Exercise prompt – Rewrite only the lines from the one holding "Where can you see the white" through the one holding "[[410, 631]]", inclusive, keeping the requests as they are. Multiply every coordinate in the answers by 2.3 and round each result to a whole number, with halves rounded up.

Data shown –
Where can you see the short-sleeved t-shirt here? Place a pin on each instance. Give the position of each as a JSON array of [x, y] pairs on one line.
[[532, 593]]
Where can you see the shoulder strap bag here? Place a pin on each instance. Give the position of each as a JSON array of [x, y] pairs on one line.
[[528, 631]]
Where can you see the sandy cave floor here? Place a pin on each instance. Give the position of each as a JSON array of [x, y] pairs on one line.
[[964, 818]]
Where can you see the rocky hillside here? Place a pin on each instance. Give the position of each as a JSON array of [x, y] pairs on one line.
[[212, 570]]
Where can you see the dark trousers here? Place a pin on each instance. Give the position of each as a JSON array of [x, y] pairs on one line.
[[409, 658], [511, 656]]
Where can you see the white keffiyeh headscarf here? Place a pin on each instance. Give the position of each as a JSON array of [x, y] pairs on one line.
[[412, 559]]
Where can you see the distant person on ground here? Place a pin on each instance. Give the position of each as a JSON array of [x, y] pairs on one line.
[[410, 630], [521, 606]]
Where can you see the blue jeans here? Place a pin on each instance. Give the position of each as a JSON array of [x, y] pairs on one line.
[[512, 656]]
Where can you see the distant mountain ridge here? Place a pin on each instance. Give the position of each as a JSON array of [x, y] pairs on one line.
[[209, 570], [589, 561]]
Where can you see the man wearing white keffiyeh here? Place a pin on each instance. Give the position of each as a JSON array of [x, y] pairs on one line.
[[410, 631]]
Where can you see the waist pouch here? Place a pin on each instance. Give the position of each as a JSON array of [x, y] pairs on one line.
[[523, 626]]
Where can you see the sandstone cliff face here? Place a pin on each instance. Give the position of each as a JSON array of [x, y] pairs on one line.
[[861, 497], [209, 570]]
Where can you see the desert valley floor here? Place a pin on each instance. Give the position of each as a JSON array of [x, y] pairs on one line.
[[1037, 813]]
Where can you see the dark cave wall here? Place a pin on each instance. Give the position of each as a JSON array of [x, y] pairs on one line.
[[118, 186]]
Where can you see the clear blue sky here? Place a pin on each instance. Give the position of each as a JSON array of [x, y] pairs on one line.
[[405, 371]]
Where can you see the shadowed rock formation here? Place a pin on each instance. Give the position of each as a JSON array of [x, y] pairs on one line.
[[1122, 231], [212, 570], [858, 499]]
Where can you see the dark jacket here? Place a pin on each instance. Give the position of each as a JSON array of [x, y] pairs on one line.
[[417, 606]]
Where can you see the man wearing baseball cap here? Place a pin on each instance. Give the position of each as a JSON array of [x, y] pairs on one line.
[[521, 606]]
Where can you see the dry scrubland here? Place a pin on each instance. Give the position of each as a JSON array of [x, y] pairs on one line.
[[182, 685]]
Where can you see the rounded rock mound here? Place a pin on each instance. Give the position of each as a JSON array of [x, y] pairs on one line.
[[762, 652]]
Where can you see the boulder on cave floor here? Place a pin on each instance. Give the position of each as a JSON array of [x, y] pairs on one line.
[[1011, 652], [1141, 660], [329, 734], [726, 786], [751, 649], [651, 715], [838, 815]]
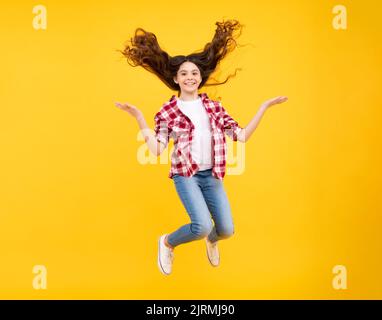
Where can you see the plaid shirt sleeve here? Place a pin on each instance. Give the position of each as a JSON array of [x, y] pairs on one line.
[[231, 127], [162, 133]]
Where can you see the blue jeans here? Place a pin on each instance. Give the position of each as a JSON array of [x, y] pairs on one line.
[[203, 196]]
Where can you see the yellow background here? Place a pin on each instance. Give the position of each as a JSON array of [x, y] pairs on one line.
[[75, 199]]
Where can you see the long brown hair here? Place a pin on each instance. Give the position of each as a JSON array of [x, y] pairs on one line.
[[144, 51]]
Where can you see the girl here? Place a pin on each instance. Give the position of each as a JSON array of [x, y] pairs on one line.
[[197, 126]]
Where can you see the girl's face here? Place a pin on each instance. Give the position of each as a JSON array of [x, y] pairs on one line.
[[188, 77]]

Answer to the exercise –
Where can you see the white keffiyeh headscarf here? Place a pin on each instance. Give the position of each as a JSON array of [x, y] pairs on one line.
[[948, 1286]]
Where can you see the distant person on ground here? Place a pin on each instance. Give the position of each as a JSON array of [x, y] pairs on one line.
[[943, 1449], [1198, 1394]]
Where can you see the blue jeans here? Place a pin on each instance. Give the position of each as a JSON array of [x, y] pairs on one line.
[[1178, 1509]]
Where can you see the distant mountain ridge here? Place a pin on each instance. Give the position of each as a JSON array of [x, y] pairs on one line.
[[481, 1311], [1355, 1290]]
Where can you see the man wearing white keffiyeh here? Place a pin on each instance. Give the position of each as a JSON array of [x, y] pairs on one line.
[[943, 1451]]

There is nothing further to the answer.